Sedgwick City Bank v. Sedgwick Milling and Elevator, Co.

59 Kan. 654 | Kan. | 1898

Doster, C. J.

The Sedgwick Milling and Elevator Company and the Newton Milling and Elevator Company were corporations. B. Warkentin was a stockholder in both of them. The first-named company was indebted to the one last named in the sum of $2480, to recover which suit was brought and judgment rendered in February, 1895. Upon the recovery of judgment execution thereon was issued and returned unsatisfied. The judgment creditor thereupon instituted proceedings under the statute to secure an order for the issuance of execution against Warkentin for the payment of a balance due upon his stock subscription to the Sedgwick Company and his statutory liability in addition. Upon the hearing of the motion for execution the court made the following order :

“It is therefore considered, ordered and adjudged by the court here that the said Newton Milling and Elevator Company have judgment lien against B. Warkentin for said sum of $2480, and interest at ten per cent. That said B. Warkentin pay into this court the unpaid balance of his said stock, to wit: The sum of $800 to be applied to the satisfaction of the judgment of the plaintiff herein [Newton Milling and Elevator Company] and it is further ordered by the court that the said B. Warkentin pay into this court for the purpose of the satisfaction of the judgment the further sum of $1680, together with a sufficient amount in addition thereto to pay the costs of this action and interest on said judgment up to the time said money shall be paid at the rate of ten per cent.”

This order was complied with, the payment was made by Warkentin and the amount applied upon the judgment creditor’s claim. Several months after-wards the plaintiff in error also obtained judgment against the Sedgwick Company. Execution was is*656sued upon this judgment and was levied upon a number of small articles of property belonging to the judgment debtor, no one of them, however, possessing any considerable value. Upon the execution sale they realized in the aggregate forty dollars. The execution as to the remainder of the judgment was returned unsatisfied. The plaintiff in error thereupon also instituted proceedings against Warkentin for leave to issue execution against him in respect of his liability as a stockholder; in the Sedgwick Company.

These proceedings were resisted upon the ground that he had previously discharged his stockholder’s liability in the case brought against him by the Newton Company. To this it was replied that the proceedings in that case constituted no defense in this o.ne, because, first, the sheriff’s return of execution nulla bona in the first case was false, there being at that time at least forty dollars worth of property belonging to the execution debtor, as afterwards shown by the levy and sale of that amount in the second case ; and second, that the proceedings in the' case of the Newton Company against Warkentin lacked conformity to the statutory requirements, in that a judgment for money was rendered instead of an order giving leave to issue execution. The judgment of the court below was in favor of Warkentin, and from it the Sedgwick City Bank prosecutes error to this court.

- Record set
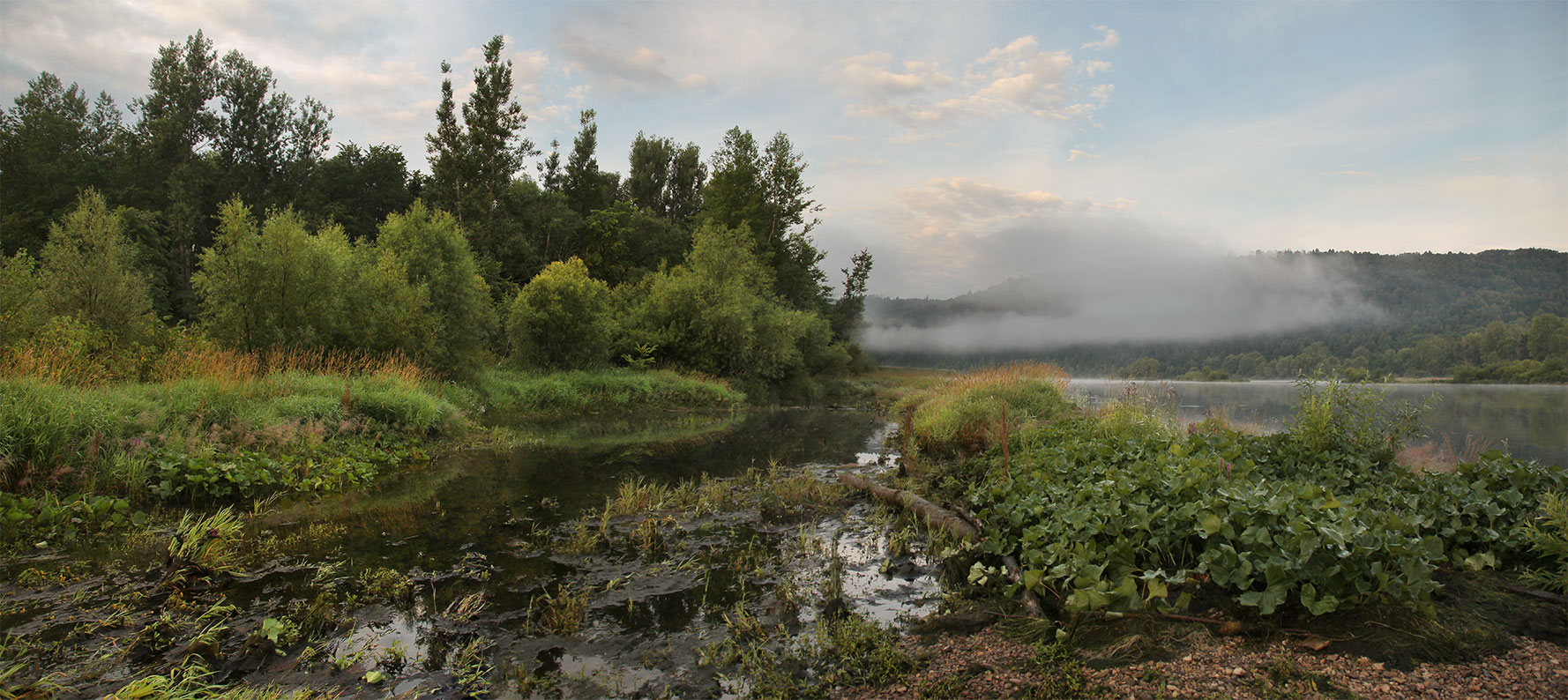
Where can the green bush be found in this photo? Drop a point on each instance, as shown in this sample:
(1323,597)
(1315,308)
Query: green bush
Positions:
(90,272)
(1128,518)
(437,258)
(562,318)
(618,389)
(717,315)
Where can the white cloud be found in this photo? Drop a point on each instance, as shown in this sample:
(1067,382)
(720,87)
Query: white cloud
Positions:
(1015,78)
(1112,38)
(640,71)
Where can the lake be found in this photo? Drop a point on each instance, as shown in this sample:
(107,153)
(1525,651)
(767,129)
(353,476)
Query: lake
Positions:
(1531,421)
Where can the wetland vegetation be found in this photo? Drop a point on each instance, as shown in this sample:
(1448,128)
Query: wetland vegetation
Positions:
(281,425)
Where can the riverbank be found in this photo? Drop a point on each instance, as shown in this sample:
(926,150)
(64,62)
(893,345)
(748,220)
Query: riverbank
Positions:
(85,459)
(717,555)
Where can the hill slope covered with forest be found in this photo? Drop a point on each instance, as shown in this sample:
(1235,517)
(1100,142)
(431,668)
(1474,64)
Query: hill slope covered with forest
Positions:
(1495,315)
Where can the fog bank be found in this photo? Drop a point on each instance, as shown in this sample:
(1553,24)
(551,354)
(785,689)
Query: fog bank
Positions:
(1145,292)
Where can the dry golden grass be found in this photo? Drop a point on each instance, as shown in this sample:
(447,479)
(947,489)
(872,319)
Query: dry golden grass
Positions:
(193,357)
(974,409)
(1441,456)
(1010,375)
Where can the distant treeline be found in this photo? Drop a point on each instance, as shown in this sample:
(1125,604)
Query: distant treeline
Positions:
(1487,316)
(221,209)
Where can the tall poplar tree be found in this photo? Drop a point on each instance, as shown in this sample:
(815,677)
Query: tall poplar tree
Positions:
(473,161)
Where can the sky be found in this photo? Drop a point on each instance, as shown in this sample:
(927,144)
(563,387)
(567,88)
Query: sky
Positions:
(963,143)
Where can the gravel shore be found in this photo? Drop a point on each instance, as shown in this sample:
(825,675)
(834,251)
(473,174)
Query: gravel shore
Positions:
(989,665)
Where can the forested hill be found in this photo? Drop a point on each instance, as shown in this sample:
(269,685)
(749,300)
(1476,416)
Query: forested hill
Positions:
(1455,292)
(1495,315)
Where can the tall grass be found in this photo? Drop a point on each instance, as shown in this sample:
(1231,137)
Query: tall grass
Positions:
(967,413)
(56,434)
(621,389)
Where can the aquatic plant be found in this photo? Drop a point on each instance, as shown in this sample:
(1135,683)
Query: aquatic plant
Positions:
(207,546)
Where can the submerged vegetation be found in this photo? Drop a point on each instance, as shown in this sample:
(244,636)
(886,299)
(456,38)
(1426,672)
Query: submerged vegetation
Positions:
(242,329)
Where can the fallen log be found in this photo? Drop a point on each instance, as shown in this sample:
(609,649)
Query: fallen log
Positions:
(932,514)
(1545,595)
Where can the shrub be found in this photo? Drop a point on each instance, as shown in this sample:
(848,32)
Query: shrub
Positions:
(717,315)
(88,272)
(562,318)
(435,256)
(1123,518)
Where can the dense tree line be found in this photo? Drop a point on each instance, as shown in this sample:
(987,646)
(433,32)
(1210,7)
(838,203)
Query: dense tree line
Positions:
(221,207)
(1495,315)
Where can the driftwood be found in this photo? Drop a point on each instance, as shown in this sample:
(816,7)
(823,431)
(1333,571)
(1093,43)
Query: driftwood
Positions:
(1545,595)
(937,518)
(932,514)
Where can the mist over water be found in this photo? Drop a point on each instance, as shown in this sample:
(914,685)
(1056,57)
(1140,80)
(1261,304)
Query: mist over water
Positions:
(1131,290)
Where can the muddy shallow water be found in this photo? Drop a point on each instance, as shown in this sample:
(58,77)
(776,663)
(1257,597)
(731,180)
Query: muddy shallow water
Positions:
(459,572)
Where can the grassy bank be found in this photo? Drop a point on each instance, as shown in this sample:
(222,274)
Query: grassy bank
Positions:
(601,391)
(1122,510)
(80,455)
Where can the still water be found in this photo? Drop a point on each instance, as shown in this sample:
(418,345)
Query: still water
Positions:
(1529,421)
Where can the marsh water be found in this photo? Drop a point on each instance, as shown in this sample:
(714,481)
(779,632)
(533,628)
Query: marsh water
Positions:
(480,540)
(1529,421)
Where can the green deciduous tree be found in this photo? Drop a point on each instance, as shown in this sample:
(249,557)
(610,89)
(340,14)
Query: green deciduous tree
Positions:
(275,284)
(358,189)
(586,185)
(767,193)
(280,286)
(430,244)
(1548,337)
(623,243)
(715,314)
(19,314)
(52,145)
(473,161)
(665,179)
(90,272)
(562,318)
(852,302)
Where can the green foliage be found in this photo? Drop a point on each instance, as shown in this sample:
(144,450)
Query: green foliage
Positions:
(276,284)
(967,413)
(229,476)
(193,433)
(765,195)
(437,257)
(50,518)
(207,544)
(621,389)
(88,272)
(52,145)
(1136,518)
(713,315)
(1333,417)
(19,314)
(1548,538)
(564,318)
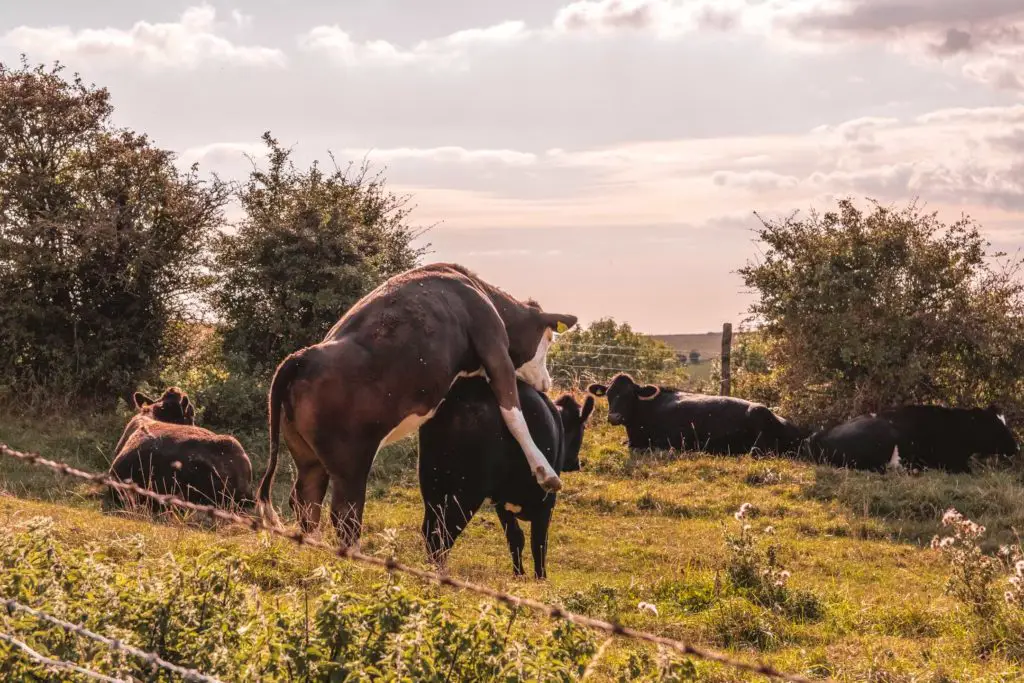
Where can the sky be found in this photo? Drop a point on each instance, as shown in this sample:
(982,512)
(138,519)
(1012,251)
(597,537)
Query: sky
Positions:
(604,157)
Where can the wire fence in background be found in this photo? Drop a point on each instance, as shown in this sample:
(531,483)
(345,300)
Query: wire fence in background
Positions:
(391,564)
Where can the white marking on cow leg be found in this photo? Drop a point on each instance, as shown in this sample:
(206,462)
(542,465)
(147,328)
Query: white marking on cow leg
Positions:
(895,463)
(539,465)
(535,371)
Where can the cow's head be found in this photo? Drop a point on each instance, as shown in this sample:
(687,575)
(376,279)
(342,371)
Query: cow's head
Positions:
(573,424)
(624,396)
(530,334)
(172,407)
(993,433)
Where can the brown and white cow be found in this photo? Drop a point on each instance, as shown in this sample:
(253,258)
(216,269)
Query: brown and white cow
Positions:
(164,451)
(383,370)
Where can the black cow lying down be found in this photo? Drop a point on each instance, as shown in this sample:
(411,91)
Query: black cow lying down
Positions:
(164,451)
(921,436)
(468,456)
(663,418)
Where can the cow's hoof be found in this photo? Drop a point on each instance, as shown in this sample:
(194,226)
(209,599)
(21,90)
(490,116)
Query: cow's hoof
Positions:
(552,483)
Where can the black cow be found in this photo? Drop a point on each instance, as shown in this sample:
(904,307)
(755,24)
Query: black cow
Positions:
(468,456)
(663,418)
(164,451)
(922,436)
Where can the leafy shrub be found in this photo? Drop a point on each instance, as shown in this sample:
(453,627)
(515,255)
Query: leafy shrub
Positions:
(310,245)
(101,240)
(974,578)
(605,348)
(204,613)
(864,309)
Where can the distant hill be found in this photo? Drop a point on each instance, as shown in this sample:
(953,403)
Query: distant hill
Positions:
(709,343)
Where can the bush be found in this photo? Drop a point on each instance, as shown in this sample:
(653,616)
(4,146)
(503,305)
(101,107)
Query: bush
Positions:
(605,348)
(209,613)
(862,310)
(310,245)
(100,241)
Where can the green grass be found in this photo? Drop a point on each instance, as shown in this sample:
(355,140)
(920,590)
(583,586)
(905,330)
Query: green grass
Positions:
(629,527)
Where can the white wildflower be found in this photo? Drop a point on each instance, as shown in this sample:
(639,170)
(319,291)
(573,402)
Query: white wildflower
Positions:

- Task instructions
1. In the court opinion, what amount did the court find to be the unpaid balance of Warkentin's stock?
2. Quote the court opinion from the words containing "These proceedings were" through the words containing "to this court.".
3. According to the court opinion, why did the bank say the Newton Company proceedings were no defense against its own claim?

- The replies
1. $800.

2.
These proceedings were resisted upon the ground that he had previously discharged his stockholder’s liability in the case brought against him by the Newton Company. To this it was replied that the proceedings in that case constituted no defense in this o.ne, because, first, the sheriff’s return of execution nulla bona in the first case was false, there being at that time at least forty dollars worth of property belonging to the execution debtor, as afterwards shown by the levy and sale of that amount in the second case ; and second, that the proceedings in the' case of the Newton Company against Warkentin lacked conformity to the statutory requirements, in that a judgment for money was rendered instead of an order giving leave to issue execution. The judgment of the court below was in favor of Warkentin, and from it the Sedgwick City Bank prosecutes error to this court.

3. First, the sheriff's return of execution nulla bona in the first case was false, because the debtor then owned at least forty dollars' worth of property, as the later levy and sale showed. Second, those proceedings did not follow the statute, because a money judgment was rendered instead of an order giving leave to issue execution.